_PASSAGE GIVEN_
Julia distributed and multithreaded

In my code I leverage multithreading through the use of things like Threads.@threads and by starting julia with Julia --threads=auto. Alongside my code I now wish to utilise Juniper.jl which utilises distributed computing. The docs suggested launching Julia with

julia -p n provides n worker processes on the local machine. Generally it makes sense for n to equal the number of CPU threads (logical cores) on the machine.

I’m running this on an M1 Max which has 10 cores (although only 8 are “high performance”), note that I believe ARM CPUs only have one thread per core. If I launch Julia with Julia -p 8 --threads=8 is this suitable? Or am I somehow saying I have 8 threads and each thread has 8 threads?

Note on my machine Julia --threads=auto gives me 8 threads. I presume it only chooses the “high performance” ones.

Eh no just use 8 threads OR 8 process.

8 process * 8 threads means 64 threads you absolutely don’t want that.

4 Likes

Are you sure? This means my multi threading code is bound to a single thread.

➜  tmp julia -p 8  --threads=1                                                      [13/Oct/22 | 9:47]
               _
   _       _ _(_)_     |  Documentation: https://docs.julialang.org
  (_)     | (_) (_)    |
   _ _   _| |_  __ _   |  Type "?" for help, "]?" for Pkg help.
  | | | | | | |/ _` |  |
  | | |_| | | | (_| |  |  Version 1.8.2 (2022-09-29)
 _/ |\__'_|_|_|\__'_|  |  Official https://julialang.org/ release
|__/                   |

julia> Threads.@threads for ii in 1:8
           @show Threads.threadid() myid()

_DATA RECORDS_

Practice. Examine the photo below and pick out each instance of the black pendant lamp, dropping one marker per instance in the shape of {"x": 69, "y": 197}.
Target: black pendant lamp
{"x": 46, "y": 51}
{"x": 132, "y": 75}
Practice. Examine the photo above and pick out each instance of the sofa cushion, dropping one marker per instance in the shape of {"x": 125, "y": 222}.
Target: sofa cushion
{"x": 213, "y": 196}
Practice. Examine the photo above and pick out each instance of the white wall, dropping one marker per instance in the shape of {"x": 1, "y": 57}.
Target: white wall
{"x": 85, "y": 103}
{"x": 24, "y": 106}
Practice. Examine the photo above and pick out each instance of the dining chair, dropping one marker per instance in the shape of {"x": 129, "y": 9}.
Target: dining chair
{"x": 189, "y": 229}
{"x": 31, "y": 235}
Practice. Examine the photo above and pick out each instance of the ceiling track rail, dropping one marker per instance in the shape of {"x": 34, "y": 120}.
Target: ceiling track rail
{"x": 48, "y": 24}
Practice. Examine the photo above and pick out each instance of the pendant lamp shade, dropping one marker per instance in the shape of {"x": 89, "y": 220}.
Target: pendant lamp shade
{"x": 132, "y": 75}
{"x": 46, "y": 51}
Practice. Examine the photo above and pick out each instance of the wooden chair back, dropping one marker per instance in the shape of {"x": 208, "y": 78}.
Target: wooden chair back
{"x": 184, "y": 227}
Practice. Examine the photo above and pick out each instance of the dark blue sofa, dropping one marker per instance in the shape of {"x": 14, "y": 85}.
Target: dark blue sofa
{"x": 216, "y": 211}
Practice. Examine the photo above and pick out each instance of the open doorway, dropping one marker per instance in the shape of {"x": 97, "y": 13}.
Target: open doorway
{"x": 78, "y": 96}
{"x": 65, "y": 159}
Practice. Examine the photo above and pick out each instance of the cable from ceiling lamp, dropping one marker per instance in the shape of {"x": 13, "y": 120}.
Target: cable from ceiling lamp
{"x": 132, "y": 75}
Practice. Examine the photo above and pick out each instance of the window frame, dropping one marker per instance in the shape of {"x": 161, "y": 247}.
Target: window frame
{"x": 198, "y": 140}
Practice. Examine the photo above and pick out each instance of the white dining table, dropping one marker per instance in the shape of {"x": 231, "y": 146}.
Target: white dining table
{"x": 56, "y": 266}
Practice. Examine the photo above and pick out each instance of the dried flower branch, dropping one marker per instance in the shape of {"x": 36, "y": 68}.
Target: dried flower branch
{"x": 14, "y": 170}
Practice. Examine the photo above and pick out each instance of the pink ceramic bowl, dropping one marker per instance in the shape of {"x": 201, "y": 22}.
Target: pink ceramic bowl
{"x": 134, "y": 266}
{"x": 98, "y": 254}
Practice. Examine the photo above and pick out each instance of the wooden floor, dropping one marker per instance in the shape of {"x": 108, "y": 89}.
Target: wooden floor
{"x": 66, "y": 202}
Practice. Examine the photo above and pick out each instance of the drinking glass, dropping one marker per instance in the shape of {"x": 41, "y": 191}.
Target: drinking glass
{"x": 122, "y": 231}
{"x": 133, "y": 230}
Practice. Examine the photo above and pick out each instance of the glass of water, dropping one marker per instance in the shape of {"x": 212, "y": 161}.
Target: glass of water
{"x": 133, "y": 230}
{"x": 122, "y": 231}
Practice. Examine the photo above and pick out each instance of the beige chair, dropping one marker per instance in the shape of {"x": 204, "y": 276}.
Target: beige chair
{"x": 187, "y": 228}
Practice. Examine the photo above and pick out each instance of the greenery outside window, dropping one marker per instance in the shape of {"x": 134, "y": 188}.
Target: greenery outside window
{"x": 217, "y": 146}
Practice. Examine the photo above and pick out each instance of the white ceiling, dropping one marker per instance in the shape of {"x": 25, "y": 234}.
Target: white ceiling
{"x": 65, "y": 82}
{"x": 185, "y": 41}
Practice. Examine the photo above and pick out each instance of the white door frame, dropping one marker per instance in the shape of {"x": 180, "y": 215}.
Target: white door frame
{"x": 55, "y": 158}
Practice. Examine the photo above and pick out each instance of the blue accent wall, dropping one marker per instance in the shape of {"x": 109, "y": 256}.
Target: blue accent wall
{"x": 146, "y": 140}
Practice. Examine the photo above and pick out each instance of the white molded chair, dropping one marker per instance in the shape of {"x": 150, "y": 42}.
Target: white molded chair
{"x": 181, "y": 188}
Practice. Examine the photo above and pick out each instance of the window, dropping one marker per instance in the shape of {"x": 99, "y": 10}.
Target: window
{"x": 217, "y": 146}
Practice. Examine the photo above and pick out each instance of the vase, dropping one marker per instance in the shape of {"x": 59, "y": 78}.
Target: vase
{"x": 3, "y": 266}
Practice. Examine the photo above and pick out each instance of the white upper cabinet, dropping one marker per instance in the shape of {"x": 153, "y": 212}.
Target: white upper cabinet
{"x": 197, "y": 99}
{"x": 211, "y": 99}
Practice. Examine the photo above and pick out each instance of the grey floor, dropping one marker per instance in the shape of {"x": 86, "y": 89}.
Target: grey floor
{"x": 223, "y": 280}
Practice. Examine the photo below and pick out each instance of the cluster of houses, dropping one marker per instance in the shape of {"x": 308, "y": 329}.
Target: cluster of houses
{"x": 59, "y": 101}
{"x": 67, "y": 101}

_STATED GOAL_
Edit the forum thread on combining Julia threads and processes: give the stretch from "I’m running this" through "OR 8 process." again, with "M1 Max" changed to "M2 Pro".

_RIGHT ANSWER_
I’m running this on an M2 Pro which has 10 cores (although only 8 are “high performance”), note that I believe ARM CPUs only have one thread per core. If I launch Julia with Julia -p 8 --threads=8 is this suitable? Or am I somehow saying I have 8 threads and each thread has 8 threads?

Note on my machine Julia --threads=auto gives me 8 threads. I presume it only chooses the “high performance” ones.

Eh no just use 8 threads OR 8 process.